[TASK TO CARRY OUT] Give the number of lines in the entries below that contain the string "window", counting only matches in the same case. Reply with the number alone.

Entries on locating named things
* begin *
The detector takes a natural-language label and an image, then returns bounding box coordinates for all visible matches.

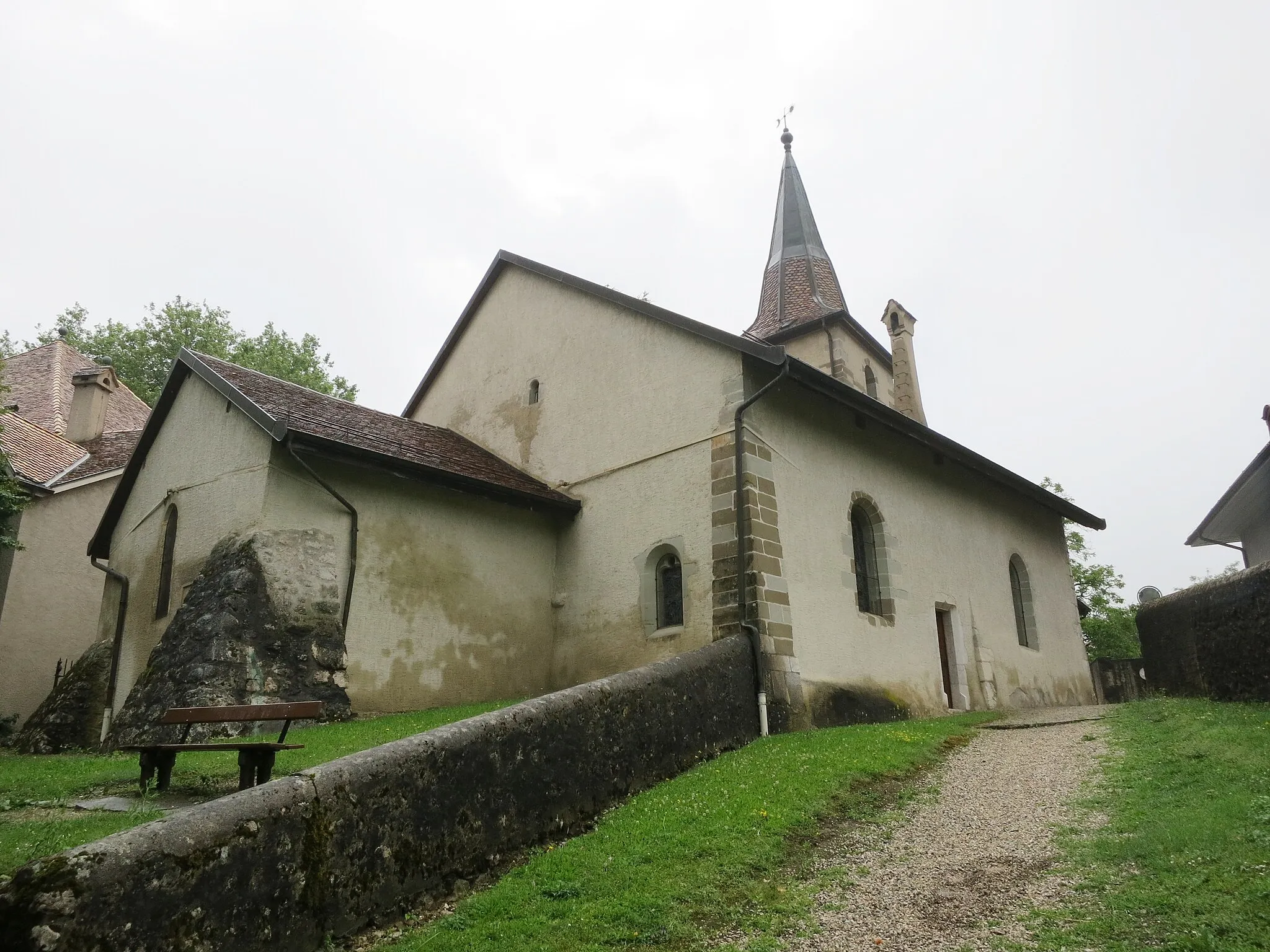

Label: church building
[89,131,1105,730]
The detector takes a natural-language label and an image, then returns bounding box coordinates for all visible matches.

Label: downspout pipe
[733,356,790,738]
[287,437,357,637]
[91,556,130,740]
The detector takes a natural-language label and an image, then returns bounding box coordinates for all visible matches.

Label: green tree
[1040,476,1142,661]
[0,358,30,549]
[35,297,357,406]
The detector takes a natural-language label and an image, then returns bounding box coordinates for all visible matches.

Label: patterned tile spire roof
[747,128,846,339]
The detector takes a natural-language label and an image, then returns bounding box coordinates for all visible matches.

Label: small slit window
[657,552,683,628]
[851,503,882,614]
[1010,556,1037,649]
[155,505,177,618]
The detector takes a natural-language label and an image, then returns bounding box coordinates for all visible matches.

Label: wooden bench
[120,700,322,793]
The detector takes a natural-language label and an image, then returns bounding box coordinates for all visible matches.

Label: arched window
[1010,555,1037,649]
[655,552,683,628]
[865,364,877,400]
[851,503,882,614]
[155,505,177,618]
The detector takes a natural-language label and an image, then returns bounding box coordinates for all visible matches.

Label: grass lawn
[1021,699,1270,952]
[0,700,513,875]
[376,713,993,952]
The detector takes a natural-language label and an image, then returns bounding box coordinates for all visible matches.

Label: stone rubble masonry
[12,638,114,754]
[107,529,352,746]
[710,431,806,730]
[0,637,758,952]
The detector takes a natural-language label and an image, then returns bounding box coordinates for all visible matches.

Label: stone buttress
[710,430,806,731]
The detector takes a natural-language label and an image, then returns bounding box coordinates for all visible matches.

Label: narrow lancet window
[1010,556,1036,649]
[657,552,683,628]
[155,505,177,618]
[851,503,882,614]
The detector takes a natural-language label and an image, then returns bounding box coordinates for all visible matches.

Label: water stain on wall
[494,397,542,466]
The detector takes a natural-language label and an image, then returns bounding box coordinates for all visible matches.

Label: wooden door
[935,608,952,708]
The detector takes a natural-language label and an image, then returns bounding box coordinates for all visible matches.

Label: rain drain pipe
[733,356,790,738]
[287,437,357,638]
[91,556,128,741]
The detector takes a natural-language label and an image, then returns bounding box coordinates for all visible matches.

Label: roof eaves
[1186,443,1270,546]
[291,430,582,515]
[790,358,1108,529]
[401,250,785,416]
[174,348,287,441]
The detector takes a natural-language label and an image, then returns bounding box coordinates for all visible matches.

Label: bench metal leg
[239,750,275,790]
[156,750,177,793]
[141,750,159,796]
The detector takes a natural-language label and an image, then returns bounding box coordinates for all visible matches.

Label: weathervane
[776,103,794,152]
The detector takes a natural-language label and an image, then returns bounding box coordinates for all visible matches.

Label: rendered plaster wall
[784,324,895,406]
[0,476,120,725]
[0,637,758,952]
[752,383,1093,715]
[263,446,561,711]
[415,267,743,687]
[105,374,272,710]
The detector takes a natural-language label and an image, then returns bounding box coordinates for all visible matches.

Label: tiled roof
[195,354,577,506]
[745,130,846,340]
[0,413,87,485]
[0,340,150,435]
[53,430,141,486]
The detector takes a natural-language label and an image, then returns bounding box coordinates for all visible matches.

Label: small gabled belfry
[745,128,847,339]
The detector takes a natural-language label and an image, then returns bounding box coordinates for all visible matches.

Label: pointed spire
[747,127,846,338]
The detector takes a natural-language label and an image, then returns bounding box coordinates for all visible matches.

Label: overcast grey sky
[0,0,1270,591]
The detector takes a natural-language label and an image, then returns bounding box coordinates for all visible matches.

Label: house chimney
[881,301,926,426]
[66,367,120,443]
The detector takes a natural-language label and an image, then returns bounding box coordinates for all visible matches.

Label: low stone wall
[1090,658,1147,705]
[0,636,757,952]
[1138,562,1270,700]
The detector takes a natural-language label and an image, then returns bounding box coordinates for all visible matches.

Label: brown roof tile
[53,430,141,486]
[0,340,150,435]
[197,354,577,508]
[0,413,87,485]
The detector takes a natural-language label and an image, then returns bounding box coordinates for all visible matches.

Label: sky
[0,0,1270,594]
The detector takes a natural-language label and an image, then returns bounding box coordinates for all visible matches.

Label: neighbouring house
[0,340,150,721]
[1186,405,1270,569]
[89,132,1105,730]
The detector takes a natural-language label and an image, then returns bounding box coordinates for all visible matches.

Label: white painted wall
[263,447,560,711]
[755,391,1092,713]
[415,267,742,687]
[102,374,274,710]
[0,476,120,726]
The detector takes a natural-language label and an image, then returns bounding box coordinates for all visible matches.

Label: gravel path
[790,708,1106,952]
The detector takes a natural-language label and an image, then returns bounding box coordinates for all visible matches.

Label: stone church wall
[747,390,1093,720]
[0,637,758,952]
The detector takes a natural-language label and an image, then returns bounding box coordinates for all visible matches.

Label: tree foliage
[30,302,357,406]
[1040,476,1142,661]
[0,355,30,549]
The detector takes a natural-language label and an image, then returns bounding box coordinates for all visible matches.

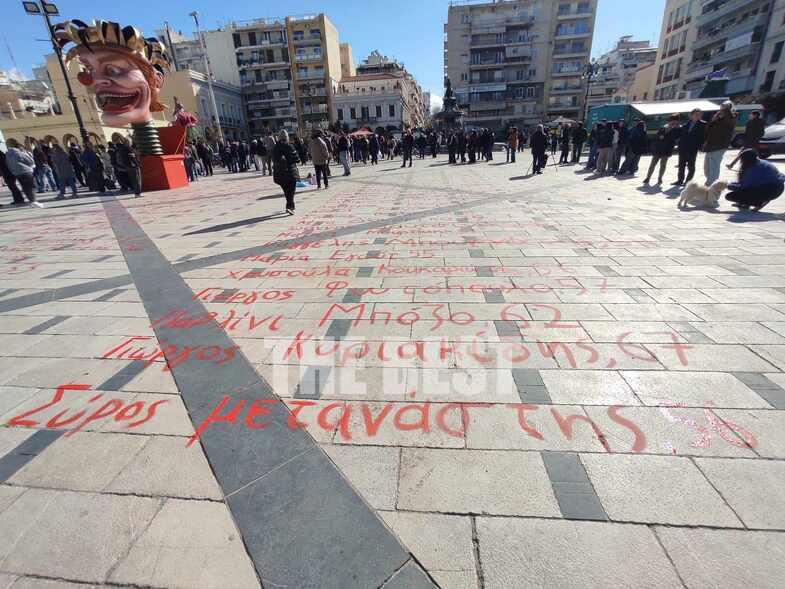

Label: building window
[769,41,785,63]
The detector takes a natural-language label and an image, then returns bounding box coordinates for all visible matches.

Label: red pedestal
[140,154,188,192]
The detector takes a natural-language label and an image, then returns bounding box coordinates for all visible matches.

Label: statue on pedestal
[54,20,171,155]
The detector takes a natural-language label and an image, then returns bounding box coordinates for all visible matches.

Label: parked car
[758,119,785,159]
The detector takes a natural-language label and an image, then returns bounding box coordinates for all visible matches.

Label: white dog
[679,180,728,209]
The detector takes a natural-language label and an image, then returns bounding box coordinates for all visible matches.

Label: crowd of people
[0,101,785,214]
[0,134,142,208]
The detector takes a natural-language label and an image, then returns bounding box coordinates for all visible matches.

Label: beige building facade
[755,0,785,94]
[444,0,597,130]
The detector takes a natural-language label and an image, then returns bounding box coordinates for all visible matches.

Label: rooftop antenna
[3,35,19,71]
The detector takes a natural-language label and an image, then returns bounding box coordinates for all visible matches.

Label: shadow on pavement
[183,211,288,237]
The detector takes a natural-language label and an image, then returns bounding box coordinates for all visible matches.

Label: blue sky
[0,0,665,102]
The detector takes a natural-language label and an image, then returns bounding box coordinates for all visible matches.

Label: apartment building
[357,50,430,127]
[156,29,240,86]
[333,51,426,131]
[653,0,701,100]
[444,0,597,130]
[754,0,785,94]
[685,0,776,96]
[229,18,299,135]
[589,35,657,108]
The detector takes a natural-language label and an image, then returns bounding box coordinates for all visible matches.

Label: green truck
[586,98,763,147]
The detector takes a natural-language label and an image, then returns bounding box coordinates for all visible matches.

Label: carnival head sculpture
[54,20,171,127]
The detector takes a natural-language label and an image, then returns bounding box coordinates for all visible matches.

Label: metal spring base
[131,121,164,155]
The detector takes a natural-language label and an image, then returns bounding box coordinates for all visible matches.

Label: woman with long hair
[725,149,785,211]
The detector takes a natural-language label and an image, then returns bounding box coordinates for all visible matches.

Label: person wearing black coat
[572,123,589,164]
[673,108,706,186]
[617,119,648,176]
[273,131,300,215]
[643,114,681,184]
[531,125,548,174]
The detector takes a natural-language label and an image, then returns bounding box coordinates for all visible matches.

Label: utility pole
[190,10,224,143]
[22,0,90,146]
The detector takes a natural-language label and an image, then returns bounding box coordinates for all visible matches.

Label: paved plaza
[0,153,785,589]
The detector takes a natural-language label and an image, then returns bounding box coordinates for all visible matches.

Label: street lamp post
[582,59,600,125]
[22,0,90,145]
[190,10,224,143]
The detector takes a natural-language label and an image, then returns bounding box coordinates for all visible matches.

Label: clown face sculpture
[55,20,170,127]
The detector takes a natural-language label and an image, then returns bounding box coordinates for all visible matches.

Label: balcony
[297,70,325,80]
[237,59,289,70]
[554,27,592,39]
[292,36,322,47]
[294,53,323,63]
[692,14,768,50]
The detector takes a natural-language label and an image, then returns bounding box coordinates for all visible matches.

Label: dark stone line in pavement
[324,319,353,340]
[482,288,506,304]
[0,429,65,483]
[733,372,785,409]
[41,270,73,280]
[22,315,71,335]
[104,199,410,589]
[512,368,553,405]
[594,266,619,277]
[96,362,155,391]
[540,452,608,521]
[95,288,127,303]
[0,176,569,313]
[294,366,332,399]
[381,560,434,589]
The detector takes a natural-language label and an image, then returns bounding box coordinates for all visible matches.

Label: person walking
[0,150,25,207]
[643,114,680,185]
[338,131,352,176]
[82,141,106,194]
[725,149,785,211]
[531,125,548,174]
[617,119,649,176]
[611,121,630,174]
[196,139,213,176]
[5,139,44,209]
[401,129,414,168]
[273,130,300,215]
[673,108,706,186]
[596,122,614,176]
[559,124,570,165]
[727,110,766,170]
[52,144,77,200]
[115,137,142,198]
[507,127,519,164]
[703,100,736,186]
[368,133,379,166]
[33,142,57,194]
[572,123,588,164]
[308,130,330,190]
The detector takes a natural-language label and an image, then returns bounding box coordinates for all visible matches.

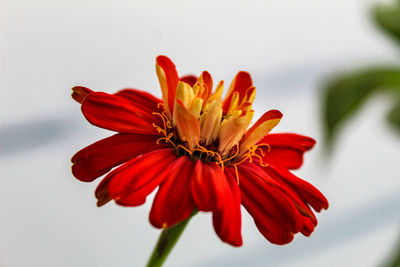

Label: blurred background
[0,0,400,267]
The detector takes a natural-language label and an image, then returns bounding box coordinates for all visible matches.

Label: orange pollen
[152,103,271,184]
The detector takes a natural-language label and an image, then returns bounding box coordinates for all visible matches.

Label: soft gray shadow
[196,192,400,267]
[0,117,77,157]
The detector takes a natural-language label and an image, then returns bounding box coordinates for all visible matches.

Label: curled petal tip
[71,86,93,103]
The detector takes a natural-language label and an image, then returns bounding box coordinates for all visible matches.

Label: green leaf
[373,0,400,44]
[322,67,400,147]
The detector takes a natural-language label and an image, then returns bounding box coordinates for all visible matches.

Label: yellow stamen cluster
[153,75,276,185]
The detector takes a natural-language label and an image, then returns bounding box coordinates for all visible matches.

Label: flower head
[72,56,328,246]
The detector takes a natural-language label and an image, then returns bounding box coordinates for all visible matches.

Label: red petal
[200,71,213,101]
[179,75,198,87]
[238,162,303,244]
[71,134,163,182]
[266,164,329,212]
[223,71,253,113]
[156,56,179,116]
[213,167,243,247]
[191,160,230,211]
[81,92,156,134]
[259,133,315,169]
[115,88,163,114]
[71,86,93,103]
[246,109,283,140]
[105,149,176,206]
[150,156,194,228]
[255,219,294,245]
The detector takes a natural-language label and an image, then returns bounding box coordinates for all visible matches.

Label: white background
[0,0,400,267]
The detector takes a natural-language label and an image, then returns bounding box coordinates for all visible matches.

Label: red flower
[72,56,328,246]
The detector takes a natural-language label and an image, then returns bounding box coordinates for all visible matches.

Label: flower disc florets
[153,58,282,179]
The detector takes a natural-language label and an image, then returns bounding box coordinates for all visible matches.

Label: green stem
[146,212,197,267]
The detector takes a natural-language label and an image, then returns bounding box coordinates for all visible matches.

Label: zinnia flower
[72,56,328,246]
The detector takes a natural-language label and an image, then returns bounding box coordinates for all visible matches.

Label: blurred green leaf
[322,67,400,147]
[373,0,400,44]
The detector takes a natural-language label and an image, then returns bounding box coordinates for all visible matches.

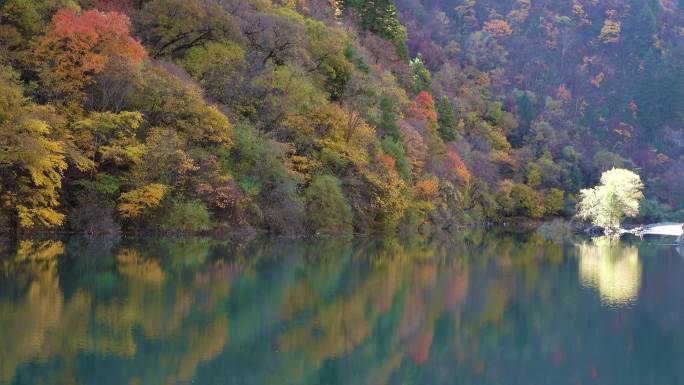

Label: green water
[0,231,684,385]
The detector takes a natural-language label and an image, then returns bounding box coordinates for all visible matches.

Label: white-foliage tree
[578,168,644,229]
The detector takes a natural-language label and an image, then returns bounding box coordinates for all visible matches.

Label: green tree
[337,0,408,60]
[304,175,352,235]
[578,168,644,229]
[437,95,458,142]
[409,55,432,94]
[0,67,67,228]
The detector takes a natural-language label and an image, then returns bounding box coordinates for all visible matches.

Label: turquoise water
[0,232,684,385]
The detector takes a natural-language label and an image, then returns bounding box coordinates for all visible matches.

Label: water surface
[0,231,684,385]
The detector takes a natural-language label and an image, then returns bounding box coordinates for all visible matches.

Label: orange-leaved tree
[36,9,145,104]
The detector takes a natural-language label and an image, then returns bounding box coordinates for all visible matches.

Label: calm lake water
[0,231,684,385]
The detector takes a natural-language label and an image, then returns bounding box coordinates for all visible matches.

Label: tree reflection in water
[577,236,642,306]
[0,231,684,385]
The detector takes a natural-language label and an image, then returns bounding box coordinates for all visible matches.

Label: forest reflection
[0,231,680,384]
[577,236,642,306]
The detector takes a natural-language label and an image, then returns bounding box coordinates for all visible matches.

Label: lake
[0,230,684,385]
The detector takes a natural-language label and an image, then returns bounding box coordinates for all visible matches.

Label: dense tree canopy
[0,0,684,234]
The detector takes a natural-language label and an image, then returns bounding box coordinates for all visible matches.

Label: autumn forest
[0,0,684,235]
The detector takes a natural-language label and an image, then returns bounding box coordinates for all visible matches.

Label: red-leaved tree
[37,9,145,103]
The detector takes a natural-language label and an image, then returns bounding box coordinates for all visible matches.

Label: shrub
[511,184,544,218]
[304,175,352,234]
[161,201,211,232]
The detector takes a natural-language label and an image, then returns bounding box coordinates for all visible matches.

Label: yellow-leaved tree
[0,67,67,228]
[119,183,168,219]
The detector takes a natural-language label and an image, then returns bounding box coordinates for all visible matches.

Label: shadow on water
[0,230,684,385]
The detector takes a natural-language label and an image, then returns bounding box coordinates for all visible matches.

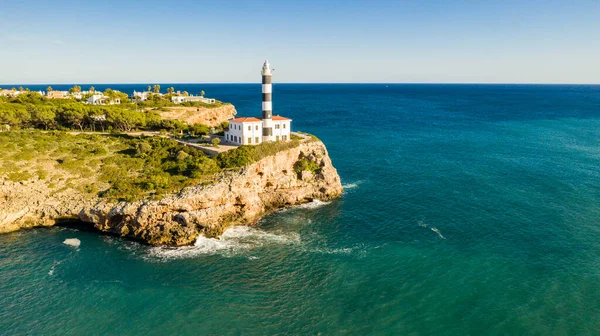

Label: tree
[30,105,56,129]
[189,123,210,136]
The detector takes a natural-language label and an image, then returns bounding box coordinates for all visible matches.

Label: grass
[0,131,314,201]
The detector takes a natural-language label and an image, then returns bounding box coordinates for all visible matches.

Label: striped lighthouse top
[262,60,273,76]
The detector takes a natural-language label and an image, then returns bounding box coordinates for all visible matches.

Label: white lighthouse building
[225,60,292,145]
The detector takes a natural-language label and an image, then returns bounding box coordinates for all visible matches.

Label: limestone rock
[0,141,342,246]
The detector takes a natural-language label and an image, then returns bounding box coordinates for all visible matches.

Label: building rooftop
* end *
[WRITTEN SOLUTION] 4